Article »
____________________

= Indian child welfare laws =

Indian child welfare laws (also known as ICWA laws are laws in the United States that governs jurisdiction over the removal of American Indian children from their families in custody, foster care, and adoption cases. The Indian Child Welfare Act has been enacted at the federal level. State-level ICWAs exist in 14 states.

==State laws==
In addition to the federal Indian Child Welfare Act, state-level ICWAs have been enacted in 14 states: California, Colorado, Iowa, Maine, Michigan, Minnesota, Montana, Nebraska, New Mexico, North Dakota, Oklahoma, Oregon, and Washington.

===California===
The California Indian Child Welfare Act (Cal-ICWA) State Plan was enacted in 2006.

===Colorado===
The Colorado Indian Child Welfare Act was enacted by the Colorado General Assembly in 2023.

===Iowa===
The Iowa Indian Child Welfare Act was enacted in 2003.

____________________

Tasks and exercises »
A. For each statement, indicate whether the article on Indian child welfare laws agrees with it, answering yes or no and quoting the words of the article that decide it: (i) The Colorado Indian Child Welfare Act was enacted by the Colorado General Assembly. (ii) The California Indian Child Welfare Act State Plan was enacted in 2003. (iii) The Indian Child Welfare Act has been enacted at the federal level.
B. According to the article on Indian child welfare laws, in what year was the Iowa Indian Child Welfare Act enacted?
C. Resume the article on Indian child welfare laws, starting after its final sentence.
The data placed after this point come from a separate source.

(Source records)
____________________

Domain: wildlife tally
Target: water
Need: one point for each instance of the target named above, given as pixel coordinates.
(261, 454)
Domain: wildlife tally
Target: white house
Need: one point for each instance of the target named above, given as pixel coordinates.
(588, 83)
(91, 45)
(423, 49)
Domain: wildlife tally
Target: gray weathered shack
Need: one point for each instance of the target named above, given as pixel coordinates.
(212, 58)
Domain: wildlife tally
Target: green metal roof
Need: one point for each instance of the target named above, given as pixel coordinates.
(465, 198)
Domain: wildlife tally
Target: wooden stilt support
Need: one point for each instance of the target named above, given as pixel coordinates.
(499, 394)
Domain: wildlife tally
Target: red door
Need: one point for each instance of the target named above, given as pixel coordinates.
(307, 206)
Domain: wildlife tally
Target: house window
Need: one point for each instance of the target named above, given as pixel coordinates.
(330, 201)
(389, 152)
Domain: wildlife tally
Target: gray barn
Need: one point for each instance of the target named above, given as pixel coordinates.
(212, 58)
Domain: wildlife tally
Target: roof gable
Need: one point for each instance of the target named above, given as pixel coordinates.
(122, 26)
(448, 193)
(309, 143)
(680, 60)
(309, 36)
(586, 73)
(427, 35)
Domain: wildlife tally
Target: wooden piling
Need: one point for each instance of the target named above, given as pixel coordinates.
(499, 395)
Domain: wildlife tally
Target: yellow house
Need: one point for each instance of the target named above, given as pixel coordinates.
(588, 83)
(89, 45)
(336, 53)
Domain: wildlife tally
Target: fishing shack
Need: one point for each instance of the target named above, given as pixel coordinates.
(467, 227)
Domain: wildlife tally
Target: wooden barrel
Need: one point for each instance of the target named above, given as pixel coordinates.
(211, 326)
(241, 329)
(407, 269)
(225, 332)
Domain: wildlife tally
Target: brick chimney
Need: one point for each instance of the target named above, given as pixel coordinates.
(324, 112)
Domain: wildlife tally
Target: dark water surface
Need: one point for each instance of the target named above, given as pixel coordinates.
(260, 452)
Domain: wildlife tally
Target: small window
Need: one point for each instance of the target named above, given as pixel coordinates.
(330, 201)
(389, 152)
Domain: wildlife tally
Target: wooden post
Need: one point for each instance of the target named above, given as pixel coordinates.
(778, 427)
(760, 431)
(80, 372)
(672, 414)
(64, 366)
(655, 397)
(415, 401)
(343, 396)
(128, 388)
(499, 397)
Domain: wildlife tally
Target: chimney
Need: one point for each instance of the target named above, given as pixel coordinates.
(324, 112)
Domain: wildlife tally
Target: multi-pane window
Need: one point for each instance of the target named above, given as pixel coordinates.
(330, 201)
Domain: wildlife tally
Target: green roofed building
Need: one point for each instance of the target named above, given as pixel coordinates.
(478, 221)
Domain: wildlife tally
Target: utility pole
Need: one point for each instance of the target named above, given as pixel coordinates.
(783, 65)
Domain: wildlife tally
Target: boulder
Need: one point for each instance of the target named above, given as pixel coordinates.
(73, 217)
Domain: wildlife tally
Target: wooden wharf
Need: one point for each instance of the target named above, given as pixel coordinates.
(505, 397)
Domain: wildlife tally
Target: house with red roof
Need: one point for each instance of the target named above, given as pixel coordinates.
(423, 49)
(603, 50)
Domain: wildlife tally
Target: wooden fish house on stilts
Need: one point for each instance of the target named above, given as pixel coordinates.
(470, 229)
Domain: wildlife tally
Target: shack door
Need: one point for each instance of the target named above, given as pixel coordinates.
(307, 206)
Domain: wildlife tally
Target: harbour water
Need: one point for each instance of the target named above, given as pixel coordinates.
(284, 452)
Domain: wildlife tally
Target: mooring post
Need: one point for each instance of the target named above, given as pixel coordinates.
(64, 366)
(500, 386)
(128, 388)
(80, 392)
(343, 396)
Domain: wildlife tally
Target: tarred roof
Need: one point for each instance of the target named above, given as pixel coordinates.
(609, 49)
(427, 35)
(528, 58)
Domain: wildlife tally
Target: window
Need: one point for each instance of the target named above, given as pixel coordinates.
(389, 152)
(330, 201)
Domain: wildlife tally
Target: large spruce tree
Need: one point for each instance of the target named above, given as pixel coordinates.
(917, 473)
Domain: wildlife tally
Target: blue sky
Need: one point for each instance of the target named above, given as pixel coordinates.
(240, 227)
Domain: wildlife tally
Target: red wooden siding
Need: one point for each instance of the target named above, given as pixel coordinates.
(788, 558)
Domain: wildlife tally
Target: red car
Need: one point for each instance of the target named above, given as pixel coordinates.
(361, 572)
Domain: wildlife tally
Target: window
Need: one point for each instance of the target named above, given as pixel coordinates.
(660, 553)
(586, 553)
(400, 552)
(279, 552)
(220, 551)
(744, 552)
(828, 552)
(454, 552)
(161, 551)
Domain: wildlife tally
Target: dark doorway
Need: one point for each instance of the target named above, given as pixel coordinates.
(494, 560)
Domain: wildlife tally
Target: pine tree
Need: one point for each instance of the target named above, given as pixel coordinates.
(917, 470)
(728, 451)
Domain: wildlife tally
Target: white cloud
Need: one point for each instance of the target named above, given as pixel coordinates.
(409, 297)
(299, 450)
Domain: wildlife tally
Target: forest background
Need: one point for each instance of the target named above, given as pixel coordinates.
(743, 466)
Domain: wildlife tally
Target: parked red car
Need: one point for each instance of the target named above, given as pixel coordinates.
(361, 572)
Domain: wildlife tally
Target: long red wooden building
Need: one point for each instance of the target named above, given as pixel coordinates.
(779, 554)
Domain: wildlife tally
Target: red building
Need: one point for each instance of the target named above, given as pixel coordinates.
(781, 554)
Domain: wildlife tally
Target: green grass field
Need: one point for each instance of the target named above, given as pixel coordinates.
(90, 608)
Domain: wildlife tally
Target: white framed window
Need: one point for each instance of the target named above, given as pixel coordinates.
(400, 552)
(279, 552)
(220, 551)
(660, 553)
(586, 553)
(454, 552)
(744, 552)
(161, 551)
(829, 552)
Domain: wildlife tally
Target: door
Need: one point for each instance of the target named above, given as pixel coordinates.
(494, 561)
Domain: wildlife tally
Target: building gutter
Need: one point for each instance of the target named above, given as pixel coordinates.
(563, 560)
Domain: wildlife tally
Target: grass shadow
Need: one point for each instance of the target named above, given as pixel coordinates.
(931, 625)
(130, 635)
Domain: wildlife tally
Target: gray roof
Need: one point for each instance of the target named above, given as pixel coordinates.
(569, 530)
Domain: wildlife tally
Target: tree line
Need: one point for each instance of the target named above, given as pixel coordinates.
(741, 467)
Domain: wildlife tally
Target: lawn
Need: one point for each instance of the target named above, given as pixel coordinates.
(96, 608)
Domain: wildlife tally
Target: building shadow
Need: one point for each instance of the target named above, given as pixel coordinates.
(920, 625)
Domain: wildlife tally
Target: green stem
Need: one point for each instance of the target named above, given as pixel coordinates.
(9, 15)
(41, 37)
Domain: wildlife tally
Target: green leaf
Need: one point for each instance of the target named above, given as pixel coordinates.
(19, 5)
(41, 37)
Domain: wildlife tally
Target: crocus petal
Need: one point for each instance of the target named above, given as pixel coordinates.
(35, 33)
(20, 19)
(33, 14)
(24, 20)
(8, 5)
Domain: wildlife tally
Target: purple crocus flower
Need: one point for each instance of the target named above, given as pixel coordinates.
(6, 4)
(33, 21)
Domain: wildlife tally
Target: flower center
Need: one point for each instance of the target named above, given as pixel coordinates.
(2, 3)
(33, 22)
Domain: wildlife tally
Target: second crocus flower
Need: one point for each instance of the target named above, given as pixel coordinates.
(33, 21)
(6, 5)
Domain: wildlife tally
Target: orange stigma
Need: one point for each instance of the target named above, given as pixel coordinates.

____________________

Expected answers »
A.
(i) Yes: "The Colorado Indian Child Welfare Act was enacted by the Colorado General Assembly in 2023."
(ii) No: "The California Indian Child Welfare Act (Cal-ICWA) State Plan was enacted in 2006."
(iii) Yes: "The Indian Child Welfare Act has been enacted at the federal level."

B. 2003

C.
===Maine===
The Maine Indian Child Welfare Act was approved by the Governor of Maine on June 30, 2025.

===Michigan===
The Michigan Indian Family Preservation Act was enacted in 2013.

===Minnesota===
The Minnesota Indian Family Preservation Act (MIFPA) was enacted in 1985 and updated in 2023.

===Montana===
The Montana Indian Child Welfare Act was enacted in 2023.

===Nebraska===
The Nebraska Indian Child Welfare Act was enacted in 1985 and updated in 2015.

===New Mexico===
The New Mexico Indian Family Protection Act was enacted in 2022.

===North Dakota===
North Dakota's Indian child welfare law was enacted in 2023.

===Oklahoma===
The Oklahoma Indian Child Welfare Act was enacted in 1982.

===Oregon===
The Oregon Indian Child Welfare Act was enacted in 2021.

===Washington state===
The Washington Child Welfare Act was enacted in 2011.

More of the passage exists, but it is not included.